[start Page excerpt]

RE: Issues with parameterized hashing algorithms used internally from Phil Archer on 2023-09-14 (public-rch-wg@w3.org from September 2023)

From: Phil Archer <phil.archer@gs1.org>
Date: Thu, 14 Sep 2023 08:23:31 +0000
To: RDF Dataset Canonicalization and Hash Working Group <public-rch-wg@w3.org>, Pierre-Antoine Champin <pierre-antoine@w3.org>, Markus Sabadello <markus@danubetech.com>
Message-ID: <DS0PR08MB9035EC68E1F4984405F8D4F4B7F7A@DS0PR08MB9035.namprd08.prod.outlook.com>
Thanks Sebastian, Ivan and Gregg,

This looks more than trivial in that we have general agreement that this is a real issue but there isn't immediate and full consensus on what to do about it. Satisfying this issue requires normative changes to the spec. That means we have two options:

1. Ignore the issue and carry on as we are with the spec we have.
2. Address the issue as quickly as we can and re-begin the CR transition after that.

IMO, option 1 is not really an option and we need to expedite option 2.

I believe it would be difficult to hold a WG meeting next Tuesday 19th. I am not available and, with the RWOT event in Germany, others may be unavailable too - and we all need a break after TPAC. Therefore, I think our next possible meeting would be Wednesday 27th.

I have opened an issue for this in GitHub https://github.com/w3c/rdf-canon/issues/176.


@Sebastian, would you be able to offer a PR please? If you're able to do that by, say, the middle of next week, others will have a chance to have a look at it, perhaps offer amendments, and, I hope, we can run a meeting on 27th with an agenda along the lines of:

1. Review PR XXX (will fix Issue 176)
2. Review readiness of explainer and, if appropriate, resolve to publish
3. Review spec in the light of these two and, if appropriate, resolve (again) to seek transition to CR.

@Markus - do you agree?

Phil



---

Phil Archer
Web Solutions Director, GS1
https://www.gs1.org


https://philarcher.org

+44 (0)7887 767755
https://mastodon.social/@PhilA


-----Original Message-----
From: Gregg Kellogg <gregg@greggkellogg.com>
Sent: Thursday, September 14, 2023 12:39 AM
To: Ivan Herman <ivan@w3.org>
Cc: Sebastian Crane <seabass-labrax@gmx.com>; public-rch-wg@w3.org
Subject: Re: Issues with parameterized hashing algorithms used internally

I’m inclined to agree with Sebastian. It may be easy for people to hear “hash function” and think of threats, but this is only true when hashing the N-Quads result. Hashing within the algorithm is really for disambiguating, and I dint understand the threat model. I see no reason that the hash function used within the algorithm needs to be the same as that used to hash the output.

[end Page excerpt]
[start Supplied data]

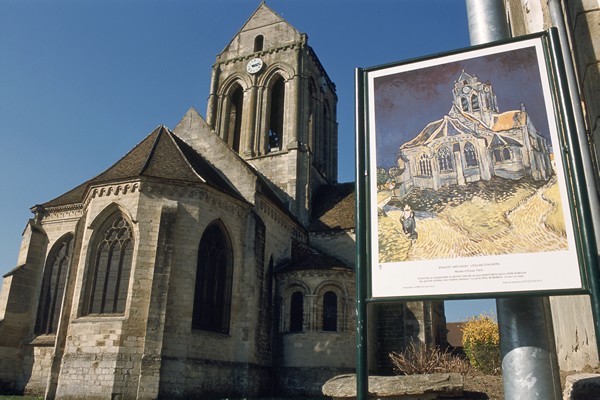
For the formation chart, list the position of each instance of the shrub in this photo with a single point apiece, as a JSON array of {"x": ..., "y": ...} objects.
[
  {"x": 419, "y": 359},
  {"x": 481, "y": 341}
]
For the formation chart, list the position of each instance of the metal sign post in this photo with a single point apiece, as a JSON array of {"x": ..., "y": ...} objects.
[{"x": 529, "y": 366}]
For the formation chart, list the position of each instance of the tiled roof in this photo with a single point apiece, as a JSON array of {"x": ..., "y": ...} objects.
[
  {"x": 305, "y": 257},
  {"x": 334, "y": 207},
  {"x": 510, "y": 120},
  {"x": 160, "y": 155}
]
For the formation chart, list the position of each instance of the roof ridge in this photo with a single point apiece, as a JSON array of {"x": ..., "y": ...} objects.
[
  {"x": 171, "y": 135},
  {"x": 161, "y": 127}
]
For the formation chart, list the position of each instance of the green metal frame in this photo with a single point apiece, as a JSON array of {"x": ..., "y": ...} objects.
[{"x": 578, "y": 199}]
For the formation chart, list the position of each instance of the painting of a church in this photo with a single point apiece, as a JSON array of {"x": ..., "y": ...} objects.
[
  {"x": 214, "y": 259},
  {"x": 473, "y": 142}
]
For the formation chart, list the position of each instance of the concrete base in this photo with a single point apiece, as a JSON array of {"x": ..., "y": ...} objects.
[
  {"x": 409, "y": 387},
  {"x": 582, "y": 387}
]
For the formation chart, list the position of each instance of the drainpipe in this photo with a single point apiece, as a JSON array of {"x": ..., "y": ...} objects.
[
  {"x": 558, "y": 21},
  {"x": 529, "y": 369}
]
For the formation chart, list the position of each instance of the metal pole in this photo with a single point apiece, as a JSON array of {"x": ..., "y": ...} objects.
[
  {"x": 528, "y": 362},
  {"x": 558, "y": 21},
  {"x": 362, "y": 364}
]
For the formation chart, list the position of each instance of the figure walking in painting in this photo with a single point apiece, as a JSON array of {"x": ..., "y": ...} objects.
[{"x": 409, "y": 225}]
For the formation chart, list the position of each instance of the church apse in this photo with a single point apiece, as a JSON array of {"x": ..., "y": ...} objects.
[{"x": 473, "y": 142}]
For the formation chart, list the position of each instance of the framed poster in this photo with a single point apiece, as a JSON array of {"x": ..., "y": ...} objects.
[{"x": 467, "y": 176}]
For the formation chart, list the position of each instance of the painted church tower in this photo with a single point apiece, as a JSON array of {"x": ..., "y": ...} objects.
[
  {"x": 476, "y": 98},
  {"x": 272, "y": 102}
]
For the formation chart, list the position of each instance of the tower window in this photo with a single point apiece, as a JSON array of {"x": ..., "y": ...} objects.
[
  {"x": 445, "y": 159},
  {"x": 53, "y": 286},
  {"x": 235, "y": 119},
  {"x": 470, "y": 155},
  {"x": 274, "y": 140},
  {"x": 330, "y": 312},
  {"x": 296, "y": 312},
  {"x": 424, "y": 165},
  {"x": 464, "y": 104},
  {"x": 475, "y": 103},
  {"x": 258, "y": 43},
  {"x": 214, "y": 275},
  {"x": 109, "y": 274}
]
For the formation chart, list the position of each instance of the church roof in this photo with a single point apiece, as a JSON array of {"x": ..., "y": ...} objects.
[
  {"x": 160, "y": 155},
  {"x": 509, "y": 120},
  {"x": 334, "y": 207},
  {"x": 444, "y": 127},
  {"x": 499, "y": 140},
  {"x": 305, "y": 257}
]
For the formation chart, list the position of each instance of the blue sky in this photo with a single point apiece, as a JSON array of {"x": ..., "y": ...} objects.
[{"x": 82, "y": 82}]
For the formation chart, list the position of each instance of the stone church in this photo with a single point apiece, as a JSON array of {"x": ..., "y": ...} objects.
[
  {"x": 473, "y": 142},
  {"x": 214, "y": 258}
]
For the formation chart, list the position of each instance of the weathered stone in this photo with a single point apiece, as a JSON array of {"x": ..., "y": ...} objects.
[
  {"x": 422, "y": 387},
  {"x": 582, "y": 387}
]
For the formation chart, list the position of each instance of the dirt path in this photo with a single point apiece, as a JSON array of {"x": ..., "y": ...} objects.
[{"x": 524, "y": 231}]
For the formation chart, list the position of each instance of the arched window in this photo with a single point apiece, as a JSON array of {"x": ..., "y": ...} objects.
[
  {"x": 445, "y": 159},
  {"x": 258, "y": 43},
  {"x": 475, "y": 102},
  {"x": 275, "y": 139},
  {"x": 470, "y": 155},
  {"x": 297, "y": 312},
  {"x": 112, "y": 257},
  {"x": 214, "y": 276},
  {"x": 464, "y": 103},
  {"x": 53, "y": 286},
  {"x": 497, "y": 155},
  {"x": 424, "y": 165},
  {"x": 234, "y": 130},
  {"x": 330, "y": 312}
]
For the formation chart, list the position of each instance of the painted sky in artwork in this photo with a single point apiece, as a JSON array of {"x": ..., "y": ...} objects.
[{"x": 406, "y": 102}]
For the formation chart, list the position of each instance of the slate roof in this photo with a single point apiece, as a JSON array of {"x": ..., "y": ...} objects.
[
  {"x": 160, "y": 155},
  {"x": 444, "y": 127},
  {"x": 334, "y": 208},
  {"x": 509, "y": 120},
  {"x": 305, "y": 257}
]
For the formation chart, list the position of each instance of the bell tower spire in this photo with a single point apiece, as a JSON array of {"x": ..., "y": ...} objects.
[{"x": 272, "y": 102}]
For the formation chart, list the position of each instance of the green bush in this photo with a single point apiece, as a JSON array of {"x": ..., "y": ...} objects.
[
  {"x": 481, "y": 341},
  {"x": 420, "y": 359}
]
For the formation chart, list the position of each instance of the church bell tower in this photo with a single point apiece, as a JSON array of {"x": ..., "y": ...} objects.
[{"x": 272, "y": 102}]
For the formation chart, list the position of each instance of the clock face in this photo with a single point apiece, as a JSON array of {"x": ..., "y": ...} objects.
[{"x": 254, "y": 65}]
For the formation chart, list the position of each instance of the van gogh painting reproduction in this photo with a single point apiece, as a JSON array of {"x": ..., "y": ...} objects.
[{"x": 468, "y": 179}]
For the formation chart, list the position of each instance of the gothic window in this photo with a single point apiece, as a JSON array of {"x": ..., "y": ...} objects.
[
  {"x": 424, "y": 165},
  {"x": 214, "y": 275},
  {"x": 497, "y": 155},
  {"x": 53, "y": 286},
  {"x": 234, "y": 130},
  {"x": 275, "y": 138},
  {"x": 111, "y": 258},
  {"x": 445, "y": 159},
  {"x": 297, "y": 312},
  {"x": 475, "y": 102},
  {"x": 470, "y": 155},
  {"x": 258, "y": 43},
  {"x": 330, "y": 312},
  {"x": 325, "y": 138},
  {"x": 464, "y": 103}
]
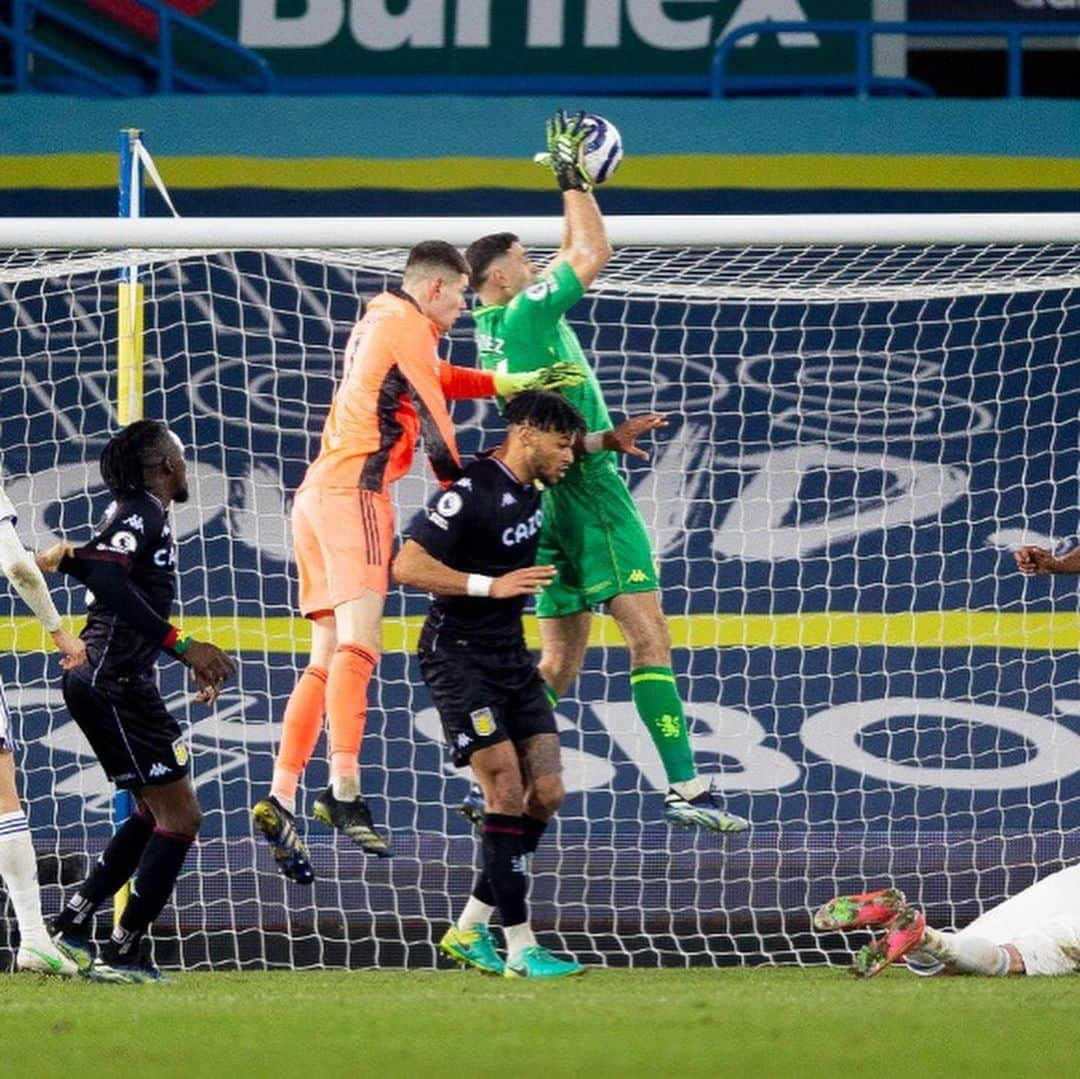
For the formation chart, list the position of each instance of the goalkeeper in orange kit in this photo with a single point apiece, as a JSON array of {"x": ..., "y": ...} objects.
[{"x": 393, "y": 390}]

[end Supplied data]
[start Supplied data]

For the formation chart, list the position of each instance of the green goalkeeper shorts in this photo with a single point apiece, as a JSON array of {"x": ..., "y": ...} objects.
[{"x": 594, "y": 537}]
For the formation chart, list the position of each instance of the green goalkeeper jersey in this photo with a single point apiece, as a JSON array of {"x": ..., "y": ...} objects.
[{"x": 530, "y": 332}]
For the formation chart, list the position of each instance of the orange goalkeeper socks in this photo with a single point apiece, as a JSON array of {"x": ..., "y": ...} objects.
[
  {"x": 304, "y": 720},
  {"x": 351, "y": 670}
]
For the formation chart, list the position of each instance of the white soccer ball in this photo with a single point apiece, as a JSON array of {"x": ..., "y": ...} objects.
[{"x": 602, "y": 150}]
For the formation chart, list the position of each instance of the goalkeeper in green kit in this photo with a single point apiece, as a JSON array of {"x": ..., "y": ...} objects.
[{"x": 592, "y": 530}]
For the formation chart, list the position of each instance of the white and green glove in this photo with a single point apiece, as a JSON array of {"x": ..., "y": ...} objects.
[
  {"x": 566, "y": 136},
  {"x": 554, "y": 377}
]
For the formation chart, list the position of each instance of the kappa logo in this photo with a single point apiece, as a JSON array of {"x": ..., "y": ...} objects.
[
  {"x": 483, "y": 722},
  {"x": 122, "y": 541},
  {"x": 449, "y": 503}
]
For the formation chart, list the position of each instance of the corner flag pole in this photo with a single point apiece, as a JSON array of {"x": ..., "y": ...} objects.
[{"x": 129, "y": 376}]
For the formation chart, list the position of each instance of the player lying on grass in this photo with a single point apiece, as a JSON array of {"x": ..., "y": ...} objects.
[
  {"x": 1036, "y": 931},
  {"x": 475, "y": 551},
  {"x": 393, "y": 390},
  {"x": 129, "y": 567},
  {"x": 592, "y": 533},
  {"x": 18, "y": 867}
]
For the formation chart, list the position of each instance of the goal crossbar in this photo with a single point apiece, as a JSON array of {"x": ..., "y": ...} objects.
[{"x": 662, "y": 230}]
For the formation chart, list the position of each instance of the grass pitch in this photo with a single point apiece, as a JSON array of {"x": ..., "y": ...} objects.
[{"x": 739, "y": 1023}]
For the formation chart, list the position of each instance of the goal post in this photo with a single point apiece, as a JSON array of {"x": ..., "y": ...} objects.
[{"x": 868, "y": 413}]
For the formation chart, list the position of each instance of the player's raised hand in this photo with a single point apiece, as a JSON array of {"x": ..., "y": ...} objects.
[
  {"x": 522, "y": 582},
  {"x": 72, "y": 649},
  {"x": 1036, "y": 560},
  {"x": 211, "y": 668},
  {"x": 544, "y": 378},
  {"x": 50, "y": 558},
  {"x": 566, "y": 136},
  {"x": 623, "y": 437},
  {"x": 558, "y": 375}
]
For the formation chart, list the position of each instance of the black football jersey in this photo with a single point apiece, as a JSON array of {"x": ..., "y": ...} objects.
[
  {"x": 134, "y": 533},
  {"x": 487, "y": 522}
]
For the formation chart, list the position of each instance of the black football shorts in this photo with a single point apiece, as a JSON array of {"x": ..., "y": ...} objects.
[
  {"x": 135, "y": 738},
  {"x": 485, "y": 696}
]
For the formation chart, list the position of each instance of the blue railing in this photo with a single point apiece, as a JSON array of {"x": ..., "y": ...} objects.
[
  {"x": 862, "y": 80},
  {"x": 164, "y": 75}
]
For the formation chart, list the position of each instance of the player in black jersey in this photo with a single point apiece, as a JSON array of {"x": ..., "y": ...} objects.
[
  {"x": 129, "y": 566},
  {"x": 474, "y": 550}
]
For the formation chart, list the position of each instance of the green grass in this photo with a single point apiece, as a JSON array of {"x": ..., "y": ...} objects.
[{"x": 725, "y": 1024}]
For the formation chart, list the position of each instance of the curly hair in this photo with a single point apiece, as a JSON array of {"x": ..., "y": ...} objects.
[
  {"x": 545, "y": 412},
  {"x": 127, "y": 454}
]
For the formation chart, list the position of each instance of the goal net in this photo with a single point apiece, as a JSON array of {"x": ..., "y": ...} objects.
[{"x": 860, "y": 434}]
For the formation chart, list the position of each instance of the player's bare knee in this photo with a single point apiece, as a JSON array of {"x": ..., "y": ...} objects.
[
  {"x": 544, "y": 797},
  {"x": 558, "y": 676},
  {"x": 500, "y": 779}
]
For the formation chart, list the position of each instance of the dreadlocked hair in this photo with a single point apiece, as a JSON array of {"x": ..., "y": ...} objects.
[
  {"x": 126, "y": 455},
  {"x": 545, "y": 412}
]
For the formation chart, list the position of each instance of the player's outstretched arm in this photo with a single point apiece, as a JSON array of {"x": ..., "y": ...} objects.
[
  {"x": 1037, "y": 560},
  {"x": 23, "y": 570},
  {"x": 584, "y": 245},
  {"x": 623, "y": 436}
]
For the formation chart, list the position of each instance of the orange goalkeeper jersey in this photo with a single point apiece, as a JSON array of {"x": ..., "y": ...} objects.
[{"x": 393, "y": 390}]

[end Supplied data]

Tasks to carry out.
1. According to the email, what issue number did Phil open on GitHub?
2. From the email, print everything from "1. Ignore the" down to "fix Issue 176)".
3. Based on the email, why does Phil think a working group meeting on Tuesday the 19th would be hard to hold?

Answers to the exercises.
1. Issue 176.

2.
1. Ignore the issue and carry on as we are with the spec we have.
2. Address the issue as quickly as we can and re-begin the CR transition after that.

IMO, option 1 is not really an option and we need to expedite option 2.

I believe it would be difficult to hold a WG meeting next Tuesday 19th. I am not available and, with the RWOT event in Germany, others may be unavailable too - and we all need a break after TPAC. Therefore, I think our next possible meeting would be Wednesday 27th.

I have opened an issue for this in GitHub https://github.com/w3c/rdf-canon/issues/176.


@Sebastian, would you be able to offer a PR please? If you're able to do that by, say, the middle of next week, others will have a chance to have a look at it, perhaps offer amendments, and, I hope, we can run a meeting on 27th with an agenda along the lines of:

1. Review PR XXX (will fix Issue 176)

3. Phil is not available that day, and others may be away because of the RWOT event in Germany. He also says everyone needs a break after TPAC.